Exercise description | Copy out the records below line for line, with no changes at all.
---------------
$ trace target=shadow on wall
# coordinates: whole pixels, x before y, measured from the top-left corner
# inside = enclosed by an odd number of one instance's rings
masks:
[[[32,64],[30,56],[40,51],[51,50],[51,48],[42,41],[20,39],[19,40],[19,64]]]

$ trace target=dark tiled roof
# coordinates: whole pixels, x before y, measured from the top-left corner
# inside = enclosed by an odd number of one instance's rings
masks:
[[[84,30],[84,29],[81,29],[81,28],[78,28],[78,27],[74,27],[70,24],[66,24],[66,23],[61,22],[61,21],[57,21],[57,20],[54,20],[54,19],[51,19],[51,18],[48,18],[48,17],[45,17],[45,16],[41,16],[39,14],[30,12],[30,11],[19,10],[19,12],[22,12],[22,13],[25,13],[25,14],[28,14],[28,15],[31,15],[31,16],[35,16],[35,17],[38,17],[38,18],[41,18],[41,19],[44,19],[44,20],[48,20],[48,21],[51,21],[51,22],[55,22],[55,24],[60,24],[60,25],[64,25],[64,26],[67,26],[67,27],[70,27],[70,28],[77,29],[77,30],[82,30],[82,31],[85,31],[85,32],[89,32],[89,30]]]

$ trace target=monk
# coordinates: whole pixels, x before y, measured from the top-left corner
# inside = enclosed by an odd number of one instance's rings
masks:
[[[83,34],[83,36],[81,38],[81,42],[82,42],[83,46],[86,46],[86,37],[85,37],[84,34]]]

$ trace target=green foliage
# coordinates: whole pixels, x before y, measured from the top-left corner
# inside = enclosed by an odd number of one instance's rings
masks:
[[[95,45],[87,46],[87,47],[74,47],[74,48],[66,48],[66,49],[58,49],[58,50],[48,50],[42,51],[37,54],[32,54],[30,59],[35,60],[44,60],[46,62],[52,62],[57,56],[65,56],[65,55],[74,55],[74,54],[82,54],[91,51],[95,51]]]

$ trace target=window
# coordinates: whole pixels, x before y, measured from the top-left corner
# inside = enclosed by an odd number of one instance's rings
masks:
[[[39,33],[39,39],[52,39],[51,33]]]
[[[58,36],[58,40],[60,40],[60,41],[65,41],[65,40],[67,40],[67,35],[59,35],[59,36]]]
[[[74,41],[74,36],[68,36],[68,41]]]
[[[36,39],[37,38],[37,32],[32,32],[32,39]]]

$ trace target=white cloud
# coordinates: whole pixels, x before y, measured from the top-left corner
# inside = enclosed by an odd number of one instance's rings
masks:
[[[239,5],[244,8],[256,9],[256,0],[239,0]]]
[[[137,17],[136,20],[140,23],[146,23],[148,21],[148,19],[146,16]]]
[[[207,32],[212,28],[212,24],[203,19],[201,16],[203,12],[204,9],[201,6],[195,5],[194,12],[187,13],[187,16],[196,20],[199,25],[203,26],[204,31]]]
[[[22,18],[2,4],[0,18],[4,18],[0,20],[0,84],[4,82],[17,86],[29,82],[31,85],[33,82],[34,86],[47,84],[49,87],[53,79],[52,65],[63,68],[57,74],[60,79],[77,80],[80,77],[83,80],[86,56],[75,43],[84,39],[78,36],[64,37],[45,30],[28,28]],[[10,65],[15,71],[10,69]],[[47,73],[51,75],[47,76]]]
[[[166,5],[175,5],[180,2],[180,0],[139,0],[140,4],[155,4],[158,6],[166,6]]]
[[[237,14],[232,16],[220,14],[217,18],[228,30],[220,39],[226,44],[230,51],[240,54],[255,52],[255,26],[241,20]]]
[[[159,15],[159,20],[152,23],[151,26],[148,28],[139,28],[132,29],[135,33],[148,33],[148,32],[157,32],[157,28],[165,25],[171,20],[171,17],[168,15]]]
---------------
Exercise solution |
$ trace target=shadow on wall
# coordinates: whole pixels, x before y, measured from the top-left corner
# inside = enclosed by an odd number of one instance's rings
masks:
[[[32,64],[30,56],[40,51],[51,50],[51,48],[42,41],[20,39],[19,40],[19,64]]]

$ trace target=dark tiled roof
# coordinates: whole pixels, x before y, measured from the top-left corner
# inside = enclosed by an odd number of one instance's rings
masks:
[[[84,30],[84,29],[81,29],[81,28],[78,28],[78,27],[74,27],[70,24],[66,24],[66,23],[61,22],[61,21],[57,21],[57,20],[54,20],[54,19],[51,19],[51,18],[48,18],[48,17],[45,17],[45,16],[41,16],[39,14],[30,12],[30,11],[19,10],[19,12],[22,12],[22,13],[25,13],[25,14],[28,14],[28,15],[31,15],[31,16],[35,16],[35,17],[38,17],[38,18],[41,18],[41,19],[44,19],[44,20],[48,20],[48,21],[51,21],[51,22],[55,22],[55,24],[60,24],[60,25],[64,25],[64,26],[67,26],[67,27],[70,27],[70,28],[77,29],[77,30],[82,30],[82,31],[85,31],[85,32],[89,32],[89,30]]]

$ trace target=monk
# coordinates: whole pixels, x before y, measured from the top-left corner
# inside = enclosed by an odd number of one instance's rings
masks:
[[[83,34],[83,36],[81,38],[81,42],[82,42],[83,46],[86,46],[86,37],[85,37],[84,34]]]

$ trace target=green foliage
# coordinates: whole pixels, x before y, measured from the top-left corner
# inside = enclosed by an odd number of one instance's rings
masks:
[[[95,45],[87,46],[87,47],[74,47],[74,48],[66,48],[66,49],[58,49],[58,50],[48,50],[42,51],[37,54],[32,54],[30,59],[35,60],[44,60],[46,62],[52,62],[57,56],[65,56],[65,55],[74,55],[74,54],[82,54],[91,51],[95,51]]]

$ trace target=window
# coordinates: whole pixels, x before y, measured from the top-left corner
# inside = enclosed by an odd number of one instance's rings
masks:
[[[39,33],[39,39],[52,39],[51,33]]]
[[[58,36],[58,40],[60,40],[60,41],[65,41],[65,40],[67,40],[67,35],[59,35],[59,36]]]
[[[74,41],[74,36],[68,36],[68,41]]]
[[[36,39],[37,38],[37,32],[32,32],[32,39]]]

$ trace target=white cloud
# coordinates: whole pixels, x before y, measured from the top-left corner
# inside = enclosed by an odd number of one instance's rings
masks:
[[[239,5],[244,8],[256,9],[256,0],[239,0]]]
[[[137,17],[136,20],[140,23],[146,23],[148,21],[148,19],[146,16]]]
[[[207,32],[212,28],[212,24],[203,19],[201,16],[203,12],[204,9],[201,6],[195,5],[194,12],[187,13],[187,16],[196,20],[199,25],[203,26],[204,31]]]
[[[22,18],[2,4],[0,18],[4,18],[0,20],[0,84],[4,82],[17,86],[29,82],[31,85],[33,82],[34,86],[47,84],[49,87],[53,79],[52,65],[63,68],[57,74],[60,79],[77,80],[80,77],[83,80],[86,56],[75,43],[84,39],[78,36],[64,37],[45,30],[28,28]],[[10,65],[15,71],[10,69]],[[47,73],[51,75],[47,76]]]
[[[166,5],[175,5],[180,2],[180,0],[139,0],[140,4],[155,4],[158,6],[166,6]]]
[[[237,14],[232,16],[220,14],[217,18],[228,30],[220,39],[226,44],[230,51],[240,54],[255,52],[255,26],[241,20]]]
[[[159,15],[159,20],[152,23],[151,26],[148,28],[139,28],[132,29],[135,33],[148,33],[148,32],[157,32],[157,28],[165,25],[171,20],[171,17],[168,15]]]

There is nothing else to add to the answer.